### ОТРЫВОК ДЛЯ ЧТЕНИЯ
------
И никакое простое вливание денег эти мертвые зоны не спасет. Никакое создание дорог (или объездных дорог), социального жилья или рабочих мест. Не будут приезжать. Будут проезжать без остановки, как сейчас проезжают Торжок или Вышний Волочок. Сбегут. А некуда будет бежать – будут жить, ругая и презирая.
В общем, слово «культура» нужно произносить не с придыханием, а сладко потягиваясь, – оно ведь не означает сегодня ничего другого, кроме среды обитания и способа в этой среде обитать.
------
### ЧТО ТРЕБУЕТСЯ 1
Какие города названы в отрывке в качестве примера мест, которые проезжают без остановки?
### ЧТО ТРЕБУЕТСЯ 2
Выпишите из отрывка фрагмент между словами «И никакое простое» и «этой среде обитать.» включительно.
Записи, приведённые далее, представляют собой отдельный материал, не связанный с отрывком.
------
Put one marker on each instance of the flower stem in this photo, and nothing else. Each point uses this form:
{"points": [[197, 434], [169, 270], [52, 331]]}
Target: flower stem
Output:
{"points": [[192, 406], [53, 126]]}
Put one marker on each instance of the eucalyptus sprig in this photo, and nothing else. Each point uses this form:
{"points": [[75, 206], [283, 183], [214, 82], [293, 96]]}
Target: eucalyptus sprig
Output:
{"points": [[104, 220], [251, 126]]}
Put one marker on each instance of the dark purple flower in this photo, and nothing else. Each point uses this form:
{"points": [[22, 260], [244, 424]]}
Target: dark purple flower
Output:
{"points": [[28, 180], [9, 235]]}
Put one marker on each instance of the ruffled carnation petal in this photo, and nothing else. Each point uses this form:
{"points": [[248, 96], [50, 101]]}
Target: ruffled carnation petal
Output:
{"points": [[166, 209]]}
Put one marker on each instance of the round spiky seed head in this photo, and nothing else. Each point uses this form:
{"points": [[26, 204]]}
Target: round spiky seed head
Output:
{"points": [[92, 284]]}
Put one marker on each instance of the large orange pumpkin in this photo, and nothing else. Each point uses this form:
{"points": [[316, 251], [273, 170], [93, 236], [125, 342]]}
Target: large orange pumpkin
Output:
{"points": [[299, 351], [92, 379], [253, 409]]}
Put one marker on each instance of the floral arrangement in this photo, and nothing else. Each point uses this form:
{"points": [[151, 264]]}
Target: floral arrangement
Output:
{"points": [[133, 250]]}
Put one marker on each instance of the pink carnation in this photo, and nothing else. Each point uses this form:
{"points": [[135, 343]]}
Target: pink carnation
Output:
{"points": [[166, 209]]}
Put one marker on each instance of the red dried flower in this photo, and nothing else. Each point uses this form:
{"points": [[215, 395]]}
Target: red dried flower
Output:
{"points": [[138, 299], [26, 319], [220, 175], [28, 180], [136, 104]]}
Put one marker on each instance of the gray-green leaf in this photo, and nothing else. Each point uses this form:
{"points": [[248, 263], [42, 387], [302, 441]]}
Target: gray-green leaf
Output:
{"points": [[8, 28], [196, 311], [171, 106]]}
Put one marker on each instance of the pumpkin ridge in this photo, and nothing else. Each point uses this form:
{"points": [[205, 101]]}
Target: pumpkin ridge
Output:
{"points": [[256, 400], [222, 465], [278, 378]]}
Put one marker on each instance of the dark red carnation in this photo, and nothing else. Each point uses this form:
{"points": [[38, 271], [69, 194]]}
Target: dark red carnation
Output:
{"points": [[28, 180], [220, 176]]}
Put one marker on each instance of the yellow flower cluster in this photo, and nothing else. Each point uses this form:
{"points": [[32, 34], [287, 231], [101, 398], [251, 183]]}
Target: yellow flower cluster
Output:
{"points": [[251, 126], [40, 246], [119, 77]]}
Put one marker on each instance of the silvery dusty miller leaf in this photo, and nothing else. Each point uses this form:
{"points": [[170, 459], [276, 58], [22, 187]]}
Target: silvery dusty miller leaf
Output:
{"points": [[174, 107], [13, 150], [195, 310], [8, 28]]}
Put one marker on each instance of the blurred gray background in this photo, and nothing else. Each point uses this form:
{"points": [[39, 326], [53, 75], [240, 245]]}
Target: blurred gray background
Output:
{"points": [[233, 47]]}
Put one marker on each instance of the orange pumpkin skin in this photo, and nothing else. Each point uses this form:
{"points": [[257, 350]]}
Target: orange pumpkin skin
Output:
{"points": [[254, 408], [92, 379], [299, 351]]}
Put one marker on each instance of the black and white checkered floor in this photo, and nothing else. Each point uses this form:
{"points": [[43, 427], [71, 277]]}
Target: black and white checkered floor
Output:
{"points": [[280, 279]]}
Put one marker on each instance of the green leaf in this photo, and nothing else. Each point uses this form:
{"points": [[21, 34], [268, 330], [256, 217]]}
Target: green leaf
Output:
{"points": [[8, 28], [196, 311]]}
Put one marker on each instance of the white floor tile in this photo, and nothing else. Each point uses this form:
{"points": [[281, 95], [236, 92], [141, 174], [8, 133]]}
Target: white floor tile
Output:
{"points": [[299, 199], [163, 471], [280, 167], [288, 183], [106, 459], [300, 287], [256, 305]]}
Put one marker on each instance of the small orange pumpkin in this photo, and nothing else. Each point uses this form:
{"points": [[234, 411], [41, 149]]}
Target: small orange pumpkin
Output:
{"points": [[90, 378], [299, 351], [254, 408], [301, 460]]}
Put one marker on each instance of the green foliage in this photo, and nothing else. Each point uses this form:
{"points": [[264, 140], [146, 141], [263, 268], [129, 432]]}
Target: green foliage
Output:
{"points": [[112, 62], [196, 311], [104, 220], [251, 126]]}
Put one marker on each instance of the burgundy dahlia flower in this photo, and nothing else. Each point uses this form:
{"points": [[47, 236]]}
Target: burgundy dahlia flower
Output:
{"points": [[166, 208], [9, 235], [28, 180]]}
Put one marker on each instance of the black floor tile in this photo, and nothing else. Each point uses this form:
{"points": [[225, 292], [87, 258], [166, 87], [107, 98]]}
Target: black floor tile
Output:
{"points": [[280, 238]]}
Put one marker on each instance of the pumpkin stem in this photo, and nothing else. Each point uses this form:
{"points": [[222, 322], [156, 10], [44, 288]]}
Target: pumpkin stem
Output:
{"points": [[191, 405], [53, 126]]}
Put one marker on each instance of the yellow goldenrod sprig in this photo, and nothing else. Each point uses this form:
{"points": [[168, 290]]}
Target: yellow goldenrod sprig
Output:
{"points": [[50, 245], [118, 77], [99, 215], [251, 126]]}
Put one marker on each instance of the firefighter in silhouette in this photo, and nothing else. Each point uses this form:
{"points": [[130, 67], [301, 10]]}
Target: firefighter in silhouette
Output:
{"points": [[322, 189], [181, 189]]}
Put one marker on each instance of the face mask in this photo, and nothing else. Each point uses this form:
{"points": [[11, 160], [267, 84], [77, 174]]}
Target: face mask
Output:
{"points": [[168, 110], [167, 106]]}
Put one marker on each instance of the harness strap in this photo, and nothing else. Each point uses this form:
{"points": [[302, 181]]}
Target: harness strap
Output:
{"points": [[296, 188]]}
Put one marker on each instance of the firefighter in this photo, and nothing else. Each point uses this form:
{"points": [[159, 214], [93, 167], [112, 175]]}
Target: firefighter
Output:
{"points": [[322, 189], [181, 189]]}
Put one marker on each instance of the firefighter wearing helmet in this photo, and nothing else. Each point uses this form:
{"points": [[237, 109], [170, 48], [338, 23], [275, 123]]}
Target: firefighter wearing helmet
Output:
------
### РЕШЕНИЕ 1
Торжок и Вышний Волочок.

### РЕШЕНИЕ 2
И никакое простое вливание денег эти мертвые зоны не спасет. Никакое создание дорог (или объездных дорог), социального жилья или рабочих мест. Не будут приезжать. Будут проезжать без остановки, как сейчас проезжают Торжок или Вышний Волочок. Сбегут. А некуда будет бежать – будут жить, ругая и презирая.
В общем, слово «культура» нужно произносить не с придыханием, а сладко потягиваясь, – оно ведь не означает сегодня ничего другого, кроме среды обитания и способа в этой среде обитать.